» BRIEF: Lay out every line of the records below as a Markdown table with the columns "No." and "Line", numbering each row and leaving out blank lines.

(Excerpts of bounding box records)
______________________________
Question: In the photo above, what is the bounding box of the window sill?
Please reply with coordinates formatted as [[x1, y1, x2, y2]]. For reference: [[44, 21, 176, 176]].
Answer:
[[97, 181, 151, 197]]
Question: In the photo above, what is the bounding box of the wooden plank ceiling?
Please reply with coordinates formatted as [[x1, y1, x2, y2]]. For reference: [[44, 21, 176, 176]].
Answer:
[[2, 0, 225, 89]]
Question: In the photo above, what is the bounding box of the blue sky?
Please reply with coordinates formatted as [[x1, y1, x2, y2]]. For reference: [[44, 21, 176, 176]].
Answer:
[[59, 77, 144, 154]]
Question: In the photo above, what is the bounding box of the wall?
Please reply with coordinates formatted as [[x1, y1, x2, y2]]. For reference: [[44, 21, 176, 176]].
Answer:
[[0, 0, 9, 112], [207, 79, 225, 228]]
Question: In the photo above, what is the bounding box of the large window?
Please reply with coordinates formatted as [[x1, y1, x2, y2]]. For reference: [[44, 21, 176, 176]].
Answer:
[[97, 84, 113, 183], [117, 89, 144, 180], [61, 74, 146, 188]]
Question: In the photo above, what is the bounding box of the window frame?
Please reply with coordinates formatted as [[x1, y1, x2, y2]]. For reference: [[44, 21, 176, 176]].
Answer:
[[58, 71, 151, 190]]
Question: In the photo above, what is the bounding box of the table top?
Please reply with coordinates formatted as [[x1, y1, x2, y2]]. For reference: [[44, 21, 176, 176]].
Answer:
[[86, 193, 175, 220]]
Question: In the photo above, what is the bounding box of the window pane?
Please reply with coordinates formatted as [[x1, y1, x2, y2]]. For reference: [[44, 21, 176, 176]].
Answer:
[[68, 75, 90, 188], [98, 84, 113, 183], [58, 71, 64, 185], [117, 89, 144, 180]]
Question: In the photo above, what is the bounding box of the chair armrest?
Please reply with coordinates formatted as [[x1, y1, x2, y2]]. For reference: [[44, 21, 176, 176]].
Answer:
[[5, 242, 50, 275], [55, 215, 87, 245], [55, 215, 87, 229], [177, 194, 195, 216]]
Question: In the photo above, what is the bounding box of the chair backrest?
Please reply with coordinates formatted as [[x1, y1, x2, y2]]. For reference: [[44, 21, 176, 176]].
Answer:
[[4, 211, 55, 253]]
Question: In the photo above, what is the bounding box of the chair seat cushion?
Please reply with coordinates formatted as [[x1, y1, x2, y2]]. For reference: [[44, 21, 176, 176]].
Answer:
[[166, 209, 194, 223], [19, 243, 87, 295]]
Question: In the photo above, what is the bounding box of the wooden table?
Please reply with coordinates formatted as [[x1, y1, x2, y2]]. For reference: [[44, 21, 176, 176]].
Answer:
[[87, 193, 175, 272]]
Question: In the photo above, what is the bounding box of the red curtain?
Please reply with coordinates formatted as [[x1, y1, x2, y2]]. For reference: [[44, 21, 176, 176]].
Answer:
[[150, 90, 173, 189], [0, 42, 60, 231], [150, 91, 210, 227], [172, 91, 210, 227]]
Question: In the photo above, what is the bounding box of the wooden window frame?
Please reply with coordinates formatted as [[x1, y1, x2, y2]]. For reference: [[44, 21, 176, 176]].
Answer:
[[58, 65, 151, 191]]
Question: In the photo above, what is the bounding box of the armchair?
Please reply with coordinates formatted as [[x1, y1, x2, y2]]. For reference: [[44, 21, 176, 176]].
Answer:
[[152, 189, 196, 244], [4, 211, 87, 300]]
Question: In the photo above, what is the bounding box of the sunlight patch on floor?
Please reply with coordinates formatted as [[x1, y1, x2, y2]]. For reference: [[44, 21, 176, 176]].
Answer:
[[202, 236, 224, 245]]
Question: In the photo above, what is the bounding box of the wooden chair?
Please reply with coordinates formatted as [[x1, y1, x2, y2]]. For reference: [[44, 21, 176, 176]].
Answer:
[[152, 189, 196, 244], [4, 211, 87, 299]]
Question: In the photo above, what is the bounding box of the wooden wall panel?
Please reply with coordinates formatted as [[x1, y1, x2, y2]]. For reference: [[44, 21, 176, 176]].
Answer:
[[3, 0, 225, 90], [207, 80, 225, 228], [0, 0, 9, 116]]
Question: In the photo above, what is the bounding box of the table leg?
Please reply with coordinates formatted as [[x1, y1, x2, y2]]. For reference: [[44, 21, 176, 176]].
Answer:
______________________________
» SOLUTION:
| No. | Line |
|---|---|
| 1 | Question: In the photo above, what is the bounding box of the window sill? |
| 2 | Please reply with coordinates formatted as [[x1, y1, x2, y2]]. For reference: [[44, 21, 176, 176]]. |
| 3 | Answer: |
| 4 | [[97, 181, 151, 197]] |
| 5 | Question: In the photo above, what is the bounding box of the wooden plank ceiling? |
| 6 | Please reply with coordinates formatted as [[x1, y1, x2, y2]]. For reference: [[44, 21, 176, 176]]. |
| 7 | Answer: |
| 8 | [[2, 0, 225, 89]] |
| 9 | Question: In the photo above, what is the bounding box of the blue sky? |
| 10 | Please reply with coordinates formatted as [[x1, y1, x2, y2]]. For reference: [[44, 21, 176, 176]]. |
| 11 | Answer: |
| 12 | [[59, 77, 144, 154]] |
| 13 | Question: In the photo above, what is the bounding box of the wall? |
| 14 | Please reply with coordinates formatted as [[x1, y1, x2, y2]]. For reference: [[44, 21, 176, 176]]. |
| 15 | Answer: |
| 16 | [[0, 0, 9, 112], [207, 79, 225, 228]] |
| 17 | Question: In the photo above, what is the bounding box of the large window? |
| 18 | Please reply with coordinates formatted as [[x1, y1, x2, y2]]. For reference: [[44, 21, 176, 176]]. |
| 19 | Answer: |
| 20 | [[97, 84, 113, 183], [117, 89, 144, 180], [61, 74, 146, 188]] |
| 21 | Question: In the photo above, what is the bounding box of the window frame? |
| 22 | Please reply with coordinates formatted as [[x1, y1, x2, y2]]. For reference: [[44, 21, 176, 176]]. |
| 23 | Answer: |
| 24 | [[58, 71, 151, 190]] |
| 25 | Question: In the photo above, what is the bounding box of the table top? |
| 26 | Please reply with coordinates formatted as [[x1, y1, x2, y2]]. For reference: [[44, 21, 176, 176]]. |
| 27 | Answer: |
| 28 | [[86, 193, 175, 220]] |
| 29 | Question: In the photo above, what is the bounding box of the window pane? |
| 30 | Please reply with coordinates formatted as [[x1, y1, x2, y2]]. For reference: [[44, 21, 176, 176]]. |
| 31 | Answer: |
| 32 | [[68, 75, 90, 188], [98, 84, 113, 183], [58, 71, 64, 185], [117, 89, 144, 180]] |
| 33 | Question: In the photo above, what is the bounding box of the chair armrest? |
| 34 | Please reply with coordinates formatted as [[x1, y1, x2, y2]]. For reference: [[44, 21, 176, 176]]. |
| 35 | Answer: |
| 36 | [[5, 242, 50, 275], [55, 215, 87, 245], [55, 215, 87, 229], [177, 194, 195, 216]] |
| 37 | Question: In the photo above, what is the bounding box of the chair backrest? |
| 38 | Please reply with coordinates formatted as [[x1, y1, x2, y2]]. For reference: [[44, 21, 176, 176]]. |
| 39 | Answer: |
| 40 | [[4, 211, 55, 253]] |
| 41 | Question: In the photo above, what is the bounding box of the chair seat cushion? |
| 42 | Please reply with coordinates formatted as [[x1, y1, x2, y2]]. For reference: [[44, 21, 176, 176]]. |
| 43 | Answer: |
| 44 | [[166, 209, 194, 223], [19, 243, 87, 295]] |
| 45 | Question: In the photo above, what is the bounding box of the wooden table? |
| 46 | Please reply with coordinates formatted as [[x1, y1, x2, y2]]. For reference: [[44, 21, 176, 176]]. |
| 47 | Answer: |
| 48 | [[87, 193, 175, 272]] |
| 49 | Question: In the photo above, what is the bounding box of the red curtain? |
| 50 | Please reply with coordinates formatted as [[x1, y1, x2, y2]]. For reference: [[44, 21, 176, 176]]. |
| 51 | Answer: |
| 52 | [[150, 90, 173, 189], [0, 42, 60, 231], [150, 91, 210, 227], [172, 91, 210, 227]] |
| 53 | Question: In the photo above, what is the bounding box of the wooden window frame? |
| 54 | Please reply with coordinates formatted as [[x1, y1, x2, y2]]. For reference: [[44, 21, 176, 176]]. |
| 55 | Answer: |
| 56 | [[58, 65, 151, 191]] |
| 57 | Question: In the photo above, what is the bounding box of the armchair? |
| 58 | Please reply with coordinates formatted as [[x1, y1, x2, y2]]. For reference: [[44, 21, 176, 176]]. |
| 59 | Answer: |
| 60 | [[152, 189, 196, 244], [4, 211, 87, 300]] |
| 61 | Question: In the photo above, what is the bounding box of the sunlight patch on floor? |
| 62 | Please reply with coordinates formatted as [[x1, y1, x2, y2]]. For reference: [[44, 21, 176, 176]]. |
| 63 | Answer: |
| 64 | [[202, 236, 224, 245]] |
| 65 | Question: In the photo above, what is the bounding box of the wooden chair? |
| 66 | Please reply with coordinates formatted as [[x1, y1, x2, y2]]. For reference: [[44, 21, 176, 176]]. |
| 67 | Answer: |
| 68 | [[152, 189, 196, 244], [4, 211, 87, 299]] |
| 69 | Question: In the photo above, what is the bounding box of the wooden wall panel? |
| 70 | Please reply with coordinates formatted as [[x1, y1, x2, y2]]. For reference: [[44, 21, 176, 176]]. |
| 71 | Answer: |
| 72 | [[3, 0, 225, 90], [207, 80, 225, 228], [0, 0, 9, 116]] |
| 73 | Question: In the photo above, what is the bounding box of the table leg? |
| 74 | Please reply with coordinates formatted as [[x1, y1, x2, y2]]. For reference: [[44, 21, 176, 176]]. |
| 75 | Answer: |